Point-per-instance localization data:
■ ■ ■ ■

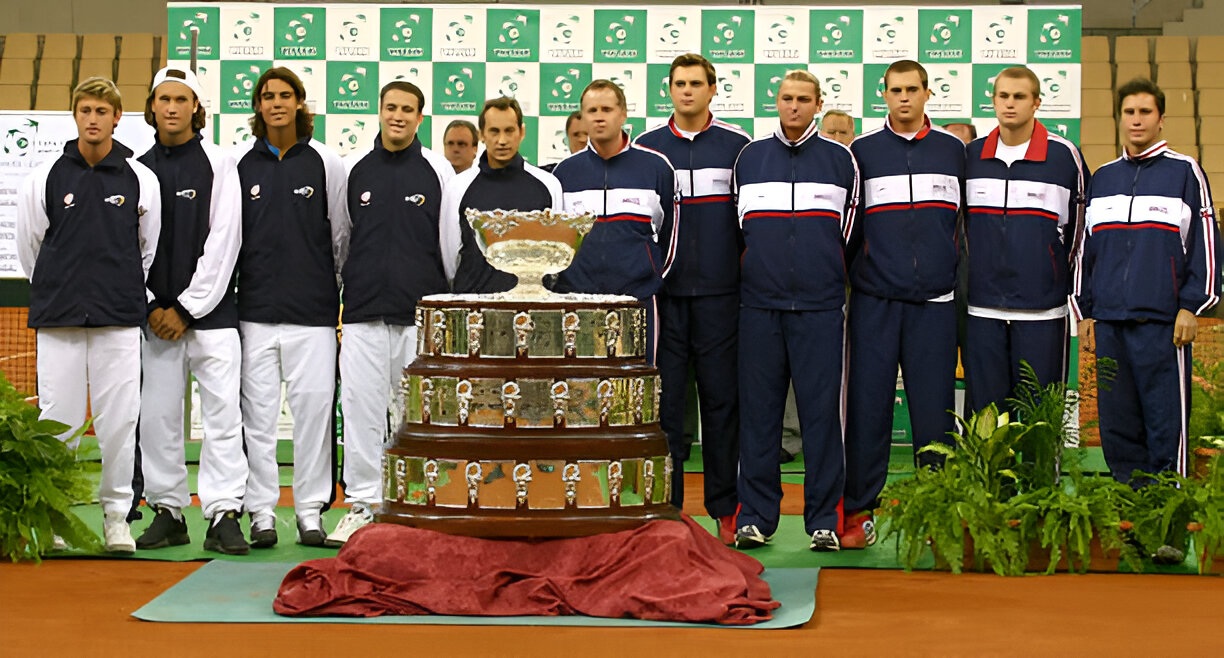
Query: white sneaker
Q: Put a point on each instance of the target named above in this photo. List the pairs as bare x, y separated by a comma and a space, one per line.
118, 533
359, 516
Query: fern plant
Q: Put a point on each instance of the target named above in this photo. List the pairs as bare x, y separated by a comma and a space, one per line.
41, 480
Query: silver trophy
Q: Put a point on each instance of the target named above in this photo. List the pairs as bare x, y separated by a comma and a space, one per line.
529, 245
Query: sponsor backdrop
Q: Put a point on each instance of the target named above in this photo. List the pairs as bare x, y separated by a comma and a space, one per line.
545, 55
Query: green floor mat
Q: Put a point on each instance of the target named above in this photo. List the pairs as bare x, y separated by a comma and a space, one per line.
235, 592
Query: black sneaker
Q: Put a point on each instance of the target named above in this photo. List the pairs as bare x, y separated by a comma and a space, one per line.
164, 531
263, 535
1168, 555
824, 541
225, 536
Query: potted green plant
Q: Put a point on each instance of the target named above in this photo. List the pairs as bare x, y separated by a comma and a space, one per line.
1206, 428
41, 480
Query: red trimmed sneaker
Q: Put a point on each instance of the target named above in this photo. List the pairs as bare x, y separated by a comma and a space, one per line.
859, 531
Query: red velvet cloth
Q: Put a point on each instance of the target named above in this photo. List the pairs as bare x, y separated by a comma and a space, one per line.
665, 570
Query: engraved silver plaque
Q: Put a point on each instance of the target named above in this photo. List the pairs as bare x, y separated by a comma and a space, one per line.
570, 324
559, 395
546, 489
475, 328
522, 478
511, 396
463, 395
593, 484
570, 476
523, 328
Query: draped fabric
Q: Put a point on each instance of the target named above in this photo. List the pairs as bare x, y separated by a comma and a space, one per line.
664, 571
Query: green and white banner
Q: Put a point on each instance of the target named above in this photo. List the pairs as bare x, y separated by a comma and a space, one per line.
545, 55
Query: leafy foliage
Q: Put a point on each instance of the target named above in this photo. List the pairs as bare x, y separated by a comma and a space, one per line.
39, 481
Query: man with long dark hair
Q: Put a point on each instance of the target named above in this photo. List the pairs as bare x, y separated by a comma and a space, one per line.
295, 235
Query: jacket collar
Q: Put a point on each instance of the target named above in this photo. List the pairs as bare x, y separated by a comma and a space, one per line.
624, 146
676, 130
1038, 144
515, 164
1151, 152
410, 151
803, 138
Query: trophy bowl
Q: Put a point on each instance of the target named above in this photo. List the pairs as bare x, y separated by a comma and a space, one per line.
529, 245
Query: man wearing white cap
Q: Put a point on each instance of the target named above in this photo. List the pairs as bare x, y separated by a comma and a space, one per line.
192, 323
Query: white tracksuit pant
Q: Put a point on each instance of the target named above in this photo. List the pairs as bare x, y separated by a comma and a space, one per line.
214, 356
372, 360
99, 366
304, 357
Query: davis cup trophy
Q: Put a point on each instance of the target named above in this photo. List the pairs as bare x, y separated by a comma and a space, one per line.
529, 414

■ ■ ■ ■

→ WHAT TO WORK ON
In the answer, give only the lines from the top of the data above through the line with "Query: red velvet cloth", reproduced exactly; no picture may appear.

→ EXERCISE RESULT
Query: white sneaker
Q: Put a point on each instance of the target named above in this photo. List the pairs as bare x, y separated by a comma and a space, one per line.
118, 533
359, 516
Query: fern plant
Q: Put a point on each instance of the target named above in this photo. List the pairs as bare x, y separated by a comma and a space, one per line.
41, 480
Query: silver trophy
Q: Put a point on each instance of the target named above in this photo. List the pairs as bare x, y separated by a comma and a space, one per line.
529, 245
Query: sponsor backdrop
Q: Put a point on each instance of the target named above in this photo. List the pairs as bare x, y separated by a comma and a space, one per line.
545, 55
Query: green floor mat
Q: Put a point on each instance of the target named above in this photo. List the pairs as bare x, y separated by a comma and a space, one per line.
235, 592
Query: black sneaker
Q: Put a point on each instance of the target named above in this photo. List the pairs as bare x, y separated by a comma and a space, one per line.
164, 531
263, 535
1168, 555
824, 541
225, 536
Query: potted green plant
Q: Put a point on each instance of the target named above in this photo. List the pairs as bare x, y separated by a comma and a space, one per line.
1206, 428
41, 480
Query: red trimmed sneaker
Q: Put a point on each instance of the target named above in this photo. List the pairs as bare x, y separated by a comma and a space, one per line.
859, 531
Query: red velvet cloth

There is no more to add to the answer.